### [What the exercise asks]
Print the complete set of entries exactly.

[Location labeling records]
#####
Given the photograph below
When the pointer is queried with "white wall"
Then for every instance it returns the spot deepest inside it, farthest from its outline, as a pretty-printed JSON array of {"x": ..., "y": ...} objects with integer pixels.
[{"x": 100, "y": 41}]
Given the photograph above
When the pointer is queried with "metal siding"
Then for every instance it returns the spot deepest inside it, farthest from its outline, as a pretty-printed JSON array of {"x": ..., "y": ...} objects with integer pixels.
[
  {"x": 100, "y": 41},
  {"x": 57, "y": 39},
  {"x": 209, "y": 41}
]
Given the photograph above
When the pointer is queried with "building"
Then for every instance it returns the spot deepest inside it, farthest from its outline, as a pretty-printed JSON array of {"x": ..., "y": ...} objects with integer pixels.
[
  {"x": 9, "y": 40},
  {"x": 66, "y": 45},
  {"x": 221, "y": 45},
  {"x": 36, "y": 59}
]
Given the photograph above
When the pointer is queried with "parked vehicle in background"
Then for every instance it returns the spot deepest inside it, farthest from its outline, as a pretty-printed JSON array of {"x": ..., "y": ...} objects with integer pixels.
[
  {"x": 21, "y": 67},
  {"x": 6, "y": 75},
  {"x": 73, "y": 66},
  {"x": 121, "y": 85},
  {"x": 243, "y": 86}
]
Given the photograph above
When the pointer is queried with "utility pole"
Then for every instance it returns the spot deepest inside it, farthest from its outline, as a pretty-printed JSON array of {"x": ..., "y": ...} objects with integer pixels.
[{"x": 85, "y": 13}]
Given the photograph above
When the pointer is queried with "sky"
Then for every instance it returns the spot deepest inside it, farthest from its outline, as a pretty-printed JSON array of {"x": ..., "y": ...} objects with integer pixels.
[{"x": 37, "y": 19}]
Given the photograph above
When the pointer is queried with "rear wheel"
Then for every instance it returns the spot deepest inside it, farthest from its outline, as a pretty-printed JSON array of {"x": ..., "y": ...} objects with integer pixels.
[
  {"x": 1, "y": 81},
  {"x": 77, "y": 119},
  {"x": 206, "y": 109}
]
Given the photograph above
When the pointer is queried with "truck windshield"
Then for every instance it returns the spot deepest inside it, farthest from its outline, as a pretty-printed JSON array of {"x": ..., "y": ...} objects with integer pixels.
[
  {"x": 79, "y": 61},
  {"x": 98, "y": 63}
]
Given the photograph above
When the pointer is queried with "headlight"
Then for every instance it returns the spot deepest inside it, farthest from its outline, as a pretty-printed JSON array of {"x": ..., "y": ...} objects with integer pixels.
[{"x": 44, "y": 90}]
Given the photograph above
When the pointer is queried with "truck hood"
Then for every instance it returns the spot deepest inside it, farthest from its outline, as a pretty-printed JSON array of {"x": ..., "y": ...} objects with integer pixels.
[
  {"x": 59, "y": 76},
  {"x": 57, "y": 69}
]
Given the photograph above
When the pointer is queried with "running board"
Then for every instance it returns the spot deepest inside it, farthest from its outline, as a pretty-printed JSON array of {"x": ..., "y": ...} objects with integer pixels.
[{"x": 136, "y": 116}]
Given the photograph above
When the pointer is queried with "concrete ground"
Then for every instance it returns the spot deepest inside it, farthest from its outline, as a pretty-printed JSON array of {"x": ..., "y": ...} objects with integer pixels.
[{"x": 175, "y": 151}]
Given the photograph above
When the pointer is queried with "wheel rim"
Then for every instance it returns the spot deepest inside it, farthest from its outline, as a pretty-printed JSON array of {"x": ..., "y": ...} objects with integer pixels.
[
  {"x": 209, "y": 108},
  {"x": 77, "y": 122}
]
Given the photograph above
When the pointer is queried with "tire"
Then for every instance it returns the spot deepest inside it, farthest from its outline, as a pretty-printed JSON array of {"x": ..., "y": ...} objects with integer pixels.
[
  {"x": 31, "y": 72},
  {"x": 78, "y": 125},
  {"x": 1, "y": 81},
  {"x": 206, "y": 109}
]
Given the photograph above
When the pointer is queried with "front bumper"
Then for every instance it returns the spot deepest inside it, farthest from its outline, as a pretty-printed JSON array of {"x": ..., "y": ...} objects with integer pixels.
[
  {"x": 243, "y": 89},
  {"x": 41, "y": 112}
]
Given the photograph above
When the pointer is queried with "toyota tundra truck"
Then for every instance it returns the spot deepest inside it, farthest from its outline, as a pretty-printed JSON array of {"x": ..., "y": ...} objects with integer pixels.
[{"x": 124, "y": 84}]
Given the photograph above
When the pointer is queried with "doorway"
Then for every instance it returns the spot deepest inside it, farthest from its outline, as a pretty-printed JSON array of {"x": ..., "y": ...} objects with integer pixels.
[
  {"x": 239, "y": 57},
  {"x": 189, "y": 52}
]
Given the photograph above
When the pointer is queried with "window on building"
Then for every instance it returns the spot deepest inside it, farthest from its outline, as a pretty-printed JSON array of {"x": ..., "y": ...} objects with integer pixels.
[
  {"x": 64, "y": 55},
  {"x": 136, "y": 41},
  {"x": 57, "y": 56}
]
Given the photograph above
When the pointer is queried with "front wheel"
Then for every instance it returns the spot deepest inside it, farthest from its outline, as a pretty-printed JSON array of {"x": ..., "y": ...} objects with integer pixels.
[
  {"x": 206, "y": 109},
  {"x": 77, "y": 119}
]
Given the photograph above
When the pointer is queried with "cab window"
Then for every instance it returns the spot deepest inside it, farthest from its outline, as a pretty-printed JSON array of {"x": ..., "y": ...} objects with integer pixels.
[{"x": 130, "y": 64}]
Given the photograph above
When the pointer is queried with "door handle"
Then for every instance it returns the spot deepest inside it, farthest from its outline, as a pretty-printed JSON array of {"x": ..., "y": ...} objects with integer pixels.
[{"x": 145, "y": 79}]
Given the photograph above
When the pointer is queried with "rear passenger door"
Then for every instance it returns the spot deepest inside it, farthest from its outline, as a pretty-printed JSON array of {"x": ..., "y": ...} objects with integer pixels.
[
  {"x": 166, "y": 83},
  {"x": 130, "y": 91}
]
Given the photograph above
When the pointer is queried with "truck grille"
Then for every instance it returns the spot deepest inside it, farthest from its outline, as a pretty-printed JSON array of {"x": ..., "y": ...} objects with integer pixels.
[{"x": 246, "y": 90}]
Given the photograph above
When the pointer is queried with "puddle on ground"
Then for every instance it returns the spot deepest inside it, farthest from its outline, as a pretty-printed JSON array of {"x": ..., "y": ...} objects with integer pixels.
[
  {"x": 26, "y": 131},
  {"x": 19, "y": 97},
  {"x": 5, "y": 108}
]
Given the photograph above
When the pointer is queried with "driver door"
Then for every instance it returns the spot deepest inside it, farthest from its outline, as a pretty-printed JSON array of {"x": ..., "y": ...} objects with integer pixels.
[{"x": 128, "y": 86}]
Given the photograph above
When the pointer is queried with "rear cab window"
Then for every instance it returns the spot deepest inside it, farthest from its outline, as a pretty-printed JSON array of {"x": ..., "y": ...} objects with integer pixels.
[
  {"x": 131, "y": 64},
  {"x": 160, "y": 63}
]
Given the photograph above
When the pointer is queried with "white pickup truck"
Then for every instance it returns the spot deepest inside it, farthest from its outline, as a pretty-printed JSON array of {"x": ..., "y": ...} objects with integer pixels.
#####
### [Solution to the problem]
Given the photograph below
When the pointer is queried with "white wall"
Then for every instance it returns the spot deepest inside it, farthest from its outline, as a pretty-printed JSON array of {"x": ..., "y": ...} objects with integer pixels.
[{"x": 100, "y": 41}]
Given the photograph above
When the pointer is queried with "metal siding"
Then for every instance it returns the spot deepest inside it, farthest from its outline, as a pretty-printed JSON array of {"x": ..., "y": ...} objects with integer pixels.
[
  {"x": 100, "y": 41},
  {"x": 57, "y": 39},
  {"x": 209, "y": 41}
]
Given the photograph above
When the pointer is queried with "building"
Then for every instance it returns the spot deepest inside it, farthest from its outline, as a pretty-printed JSON array of {"x": ..., "y": ...} objects with integer pixels.
[
  {"x": 9, "y": 40},
  {"x": 66, "y": 45},
  {"x": 221, "y": 45},
  {"x": 36, "y": 59}
]
Given the photograph above
When the pointer is queried with "parked vehicle in background"
Then for every instance it returns the spot deepest inside it, farthest from its outline, as a pretty-printed JSON array of {"x": ..., "y": ...} objects with integer pixels.
[
  {"x": 21, "y": 67},
  {"x": 6, "y": 75},
  {"x": 73, "y": 66},
  {"x": 121, "y": 85},
  {"x": 243, "y": 86}
]
Given the photograph above
When the pointer is queried with "utility pole"
Then for every instance it returns the spot deepest inside it, farthest from its outline, as a pretty-printed JSON array of {"x": ..., "y": ...} objects with integer pixels.
[{"x": 85, "y": 13}]
Given the photograph above
When the pointer is queried with "sky"
Then for every instance it returns the spot deepest inside it, farthest from its outline, as a pretty-printed JSON array of {"x": ..., "y": ...} objects with integer pixels.
[{"x": 37, "y": 19}]
Given the photograph above
When the pointer is queried with "rear wheel"
Then for every instance it returns the spot deepest inside it, farthest from its outline, as a pretty-printed JSON array of {"x": ..., "y": ...} objects with integer pixels.
[
  {"x": 1, "y": 81},
  {"x": 77, "y": 119},
  {"x": 206, "y": 109}
]
Given the photograph above
When the pointer is queried with "truck windshield"
Then for every instance it returns the spot deepest inside it, farthest from its outline, as a pretty-printed JSON array of {"x": ..., "y": ...} objects with integer pixels.
[
  {"x": 79, "y": 61},
  {"x": 98, "y": 63}
]
Given the photograph above
When the pointer is queried with "headlight"
Then for every instance it returns the spot deepest inside it, farthest from its outline, as a pretty-printed JSON array of {"x": ..., "y": ...} objects with integer pixels.
[{"x": 44, "y": 90}]
Given the photograph above
When the pointer is queried with "truck hood"
Then for every instance it returns the spot deepest inside it, farthest from its outline, as a pretty-printed JSON array of {"x": ..., "y": ...} objects with integer pixels.
[
  {"x": 59, "y": 76},
  {"x": 57, "y": 69}
]
Given the photograph above
When the pointer is queried with "running board"
Then for every instance it returns the spot deepest inside it, farthest from its outline, as a pretty-printed JSON array of {"x": ..., "y": ...} objects with integer pixels.
[{"x": 136, "y": 116}]
Given the photograph above
When the pointer is queried with "concrete ground"
Then for every instance it returns the spot deepest inside it, farthest from its outline, as a pretty-printed JSON array of {"x": ..., "y": ...} objects with integer pixels.
[{"x": 175, "y": 151}]
Given the photograph above
When the pointer is queried with "wheel rim"
Then for every instance it returns the spot deepest inside it, farthest from its outline, as a pretty-printed JSON array of {"x": ..., "y": ...} objects with integer pixels.
[
  {"x": 209, "y": 108},
  {"x": 77, "y": 122}
]
Given the photograph above
When the pointer is queried with "tire"
Then for every instance it returns the spot deepest inside it, farthest from its outline, as a pretty-printed JSON array of {"x": ..., "y": ...} objects with integer pixels.
[
  {"x": 31, "y": 72},
  {"x": 78, "y": 125},
  {"x": 1, "y": 81},
  {"x": 206, "y": 109}
]
Given the photograph above
When the pointer is queried with "front bumper"
Then for every instance it returns the spot deepest inside it, farthest from its outline, as a pretty-printed JSON array of {"x": ..., "y": ...} objects with integer pixels.
[
  {"x": 243, "y": 89},
  {"x": 41, "y": 112}
]
Given the photograph above
When the pointer is queried with "toyota tundra truck"
Then for every instance it returns the spot deepest inside it, farthest from its outline, as a pretty-printed JSON array of {"x": ..., "y": ...} objects with integer pixels.
[{"x": 124, "y": 84}]
Given the photograph above
When the pointer is queried with "doorway"
Then for every instance it returns the spot deepest inside it, farthest from its outline, as a pretty-printed JSON array of {"x": ..., "y": ...} objects with integer pixels.
[
  {"x": 239, "y": 57},
  {"x": 189, "y": 52}
]
Given the photograph above
When the pointer is queried with "window on building"
Then for every instance it returns the spot deepest inside it, farthest from its outline, as a pretty-printed JSON array of {"x": ..., "y": ...} objects with integer pixels.
[
  {"x": 64, "y": 55},
  {"x": 136, "y": 41},
  {"x": 57, "y": 56}
]
Given the photograph above
When the pointer is queried with "front wheel"
Then for every instance it returns the spot deepest inside it, farthest from its outline, as a pretty-printed JSON array of {"x": ..., "y": ...} objects with integer pixels.
[
  {"x": 206, "y": 109},
  {"x": 77, "y": 119}
]
Given the photograph above
When the pointer is queried with "cab window"
Then for every instance it returns the spot deepest inside it, farthest from its outline, as a pretty-printed JSON array of {"x": ..., "y": ...} objects with integer pixels.
[{"x": 130, "y": 64}]
Given the photograph above
When the pointer is queried with "door handle"
Then for every instance it returns the spot deepest inside it, farthest from its outline, as a pretty-printed JSON array of {"x": ..., "y": ...} objects with integer pixels.
[{"x": 145, "y": 79}]
Given the photograph above
When the pointer is queried with "rear passenger door"
Then for every instance it returns the spot deepest inside it, farthest from its outline, as a pretty-printed JSON array of {"x": ..., "y": ...} objects with integer pixels.
[
  {"x": 166, "y": 83},
  {"x": 130, "y": 91}
]
Given the photograph above
When the pointer is queried with "truck grille"
Then for every instance it returns the spot deepest inside it, farthest from its outline, as a pretty-printed JSON array of {"x": ..., "y": ...} objects with integer pixels.
[{"x": 246, "y": 90}]
Given the photograph above
When the pointer is queried with "puddle on ground"
Then for every instance it returns the spot deepest inside it, farthest from its outline, as a pretty-printed JSON array of {"x": ..., "y": ...} objects with integer pixels.
[
  {"x": 26, "y": 131},
  {"x": 19, "y": 97},
  {"x": 5, "y": 108}
]
Given the photograph above
When the pointer is queried with "driver door"
Then for every instance it returns the spot deepest inside it, farthest from its outline, as a pretty-printed JSON array of {"x": ..., "y": ...} objects with integer pixels.
[{"x": 128, "y": 86}]
Given the photograph above
When the pointer is queried with "rear cab window"
Then for every instance it returns the spot deepest inside it, farthest from its outline, as a pretty-printed JSON array of {"x": ..., "y": ...} objects with integer pixels.
[
  {"x": 131, "y": 64},
  {"x": 160, "y": 63}
]
Given the photograph above
When the pointer is queried with "white pickup truck"
Then for every instance it returns the spot deepest inside it, farthest from its outline, as a pretty-printed JSON array of {"x": ..., "y": ...} objects with integer pixels.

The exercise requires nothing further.